What you will do:
All lines in the records that carry the string "whale" are to be shown.

Exercise material:
>>

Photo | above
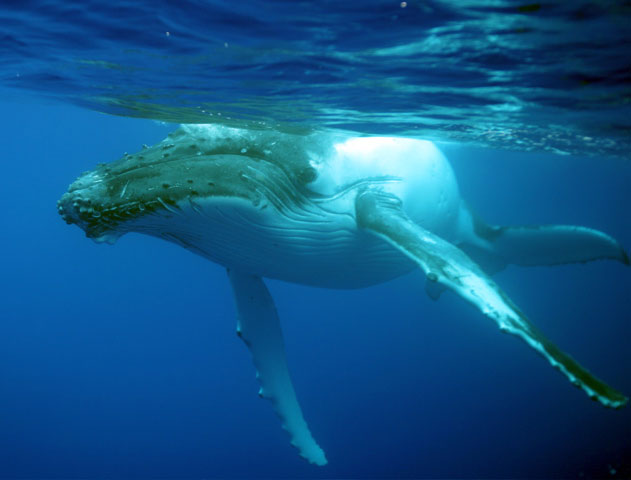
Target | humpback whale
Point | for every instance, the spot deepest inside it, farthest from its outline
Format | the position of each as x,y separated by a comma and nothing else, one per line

<<
>>

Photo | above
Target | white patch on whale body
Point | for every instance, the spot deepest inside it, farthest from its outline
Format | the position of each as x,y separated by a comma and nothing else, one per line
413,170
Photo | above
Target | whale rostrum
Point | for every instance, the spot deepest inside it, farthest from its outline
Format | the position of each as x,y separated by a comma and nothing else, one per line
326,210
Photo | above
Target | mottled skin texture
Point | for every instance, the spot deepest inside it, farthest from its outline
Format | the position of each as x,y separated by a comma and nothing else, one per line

<<

Solution to the exercise:
Target | humpback whale
Target | white patch on whale body
Target | whale rostrum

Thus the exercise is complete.